» WHAT TO DO:
**1)** Answer these questions using the blog post about two terrifying short stories:
(a) Which book are both stories taken from?
(b) Who is the author of "The Autopsy"?
(c) Why will this investigation be one of the last Dr. Winters takes part in?
**2)** Continue the blog post about two terrifying short stories, starting right after its last sentence.

━━ EXTRACT

Tuesday, October 30, 2018

Two terrifying short stories

Both of these are from The Weird: A Compendium of Strange and Dark Stories.

Title: The Autopsy
Author: Michael Shea

Waiting behind him, Dr. Winters heard the river again - a cold balm, a whisper of freedom - and overlying this, the stutter and soft snarl of the generator behind the building, a gnawing, remorseless sound that somehow fed the obscure anguish that the other soothed.
This is one of the most chilling stories I've ever read.

The main character, Dr. Winters, is called on to act as a coroner for a small, rural town where a blast in a mine has resulted in multiple deaths. The explosion wasn't an accident.

The investigation is one of the last that Winters will participate in, because he is dying of cancer. The image of abnormal cells destroying healthy tissue and taking over the body hints at something else that Winters will experience before the story ends. (Winters, in a wry way, sometimes talks to his cancer, as if it's an entity with some degree of awareness.)

━━━━
━━ DATA SHOWN

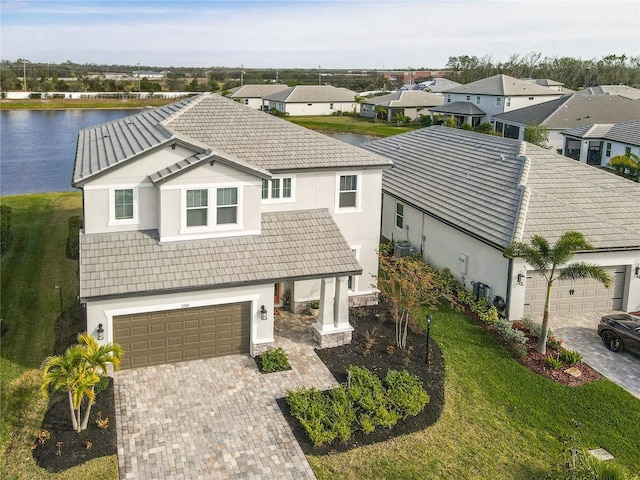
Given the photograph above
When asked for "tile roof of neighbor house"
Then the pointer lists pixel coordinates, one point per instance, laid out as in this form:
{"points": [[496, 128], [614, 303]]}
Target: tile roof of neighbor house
{"points": [[313, 93], [574, 111], [459, 108], [621, 90], [221, 125], [498, 189], [624, 132], [407, 98], [292, 245], [255, 91], [503, 86]]}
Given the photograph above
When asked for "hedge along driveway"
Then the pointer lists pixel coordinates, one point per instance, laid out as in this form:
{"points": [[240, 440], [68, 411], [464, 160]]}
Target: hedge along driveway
{"points": [[32, 267]]}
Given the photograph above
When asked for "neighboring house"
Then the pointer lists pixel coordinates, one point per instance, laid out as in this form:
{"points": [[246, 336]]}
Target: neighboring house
{"points": [[251, 95], [597, 144], [409, 103], [439, 85], [620, 90], [459, 198], [492, 96], [200, 215], [572, 111], [311, 100], [552, 84]]}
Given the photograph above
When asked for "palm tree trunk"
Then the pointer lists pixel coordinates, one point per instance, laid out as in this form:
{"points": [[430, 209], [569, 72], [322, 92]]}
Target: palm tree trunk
{"points": [[85, 420], [74, 422], [542, 341]]}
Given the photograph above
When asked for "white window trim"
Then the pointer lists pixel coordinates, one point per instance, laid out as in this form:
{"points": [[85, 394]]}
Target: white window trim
{"points": [[358, 207], [212, 210], [291, 199], [113, 222]]}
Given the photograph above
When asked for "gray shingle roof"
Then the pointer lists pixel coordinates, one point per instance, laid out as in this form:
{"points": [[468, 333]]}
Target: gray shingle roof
{"points": [[624, 132], [621, 90], [499, 190], [407, 98], [212, 122], [313, 93], [459, 108], [256, 91], [575, 111], [292, 245], [503, 85]]}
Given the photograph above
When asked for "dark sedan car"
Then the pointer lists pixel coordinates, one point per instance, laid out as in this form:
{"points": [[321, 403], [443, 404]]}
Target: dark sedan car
{"points": [[620, 331]]}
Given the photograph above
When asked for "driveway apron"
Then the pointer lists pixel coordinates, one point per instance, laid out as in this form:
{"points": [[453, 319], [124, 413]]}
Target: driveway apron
{"points": [[214, 418], [580, 332]]}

━━━━

» ANSWERS TO EACH TASK:
**1)**
(a) The Weird: A Compendium of Strange and Dark Stories
(b) Michael Shea
(c) He is dying of cancer.

**2)**
Among the chilling details are the visceral descriptions of an autopsy. Winters is sinking his hands into the aftermath of violent death. The language is elegant as it describes inelegant things. Winters' interactions with the bodies he examines also sets the stage for what he will experience by the time the story ends.

This story wouldn't have been worth reading if it was all about mindless gore. As awful and vivid as the physical details are, the atmosphere of psychological horror – the entrapment, helplessness, aloneness, and torture – is what lingers. Also, the story is excellent in how it uses the setting to enhance the horror: Winters, alone among the bodies in a small examination office ("... the generator's growl, and the silence of the dead, resurgent now").

It's also worth noting that the victims get a chance at the end to make a final spasm of effort to defeat the evil entity that has no pity for their poor flesh and for their minds and spirits.


Title: The Willows
Author: Algernon Blackwood

There's fantastic atmosphere in this story, where the Danube becomes a character with playful moments, evasiveness, pride, and force.
We knew all its sounds and voices, its tumblings and foamings, its unnecessary splashing against the bridges; that self-conscious chatter when there were hills to look on; the affected dignity of its speech when it passed through the little towns, far too important to laugh; and all these faint, sweet whisperings when the sun caught it fairly in some slow curve and poured down upon it till the steam rose.
The story unfolds in a part of the river where the water spreads into many channels, swamp-like. This area is covered in willow bushes, which also become a character in the story. The willow bushes rustle into various shapes.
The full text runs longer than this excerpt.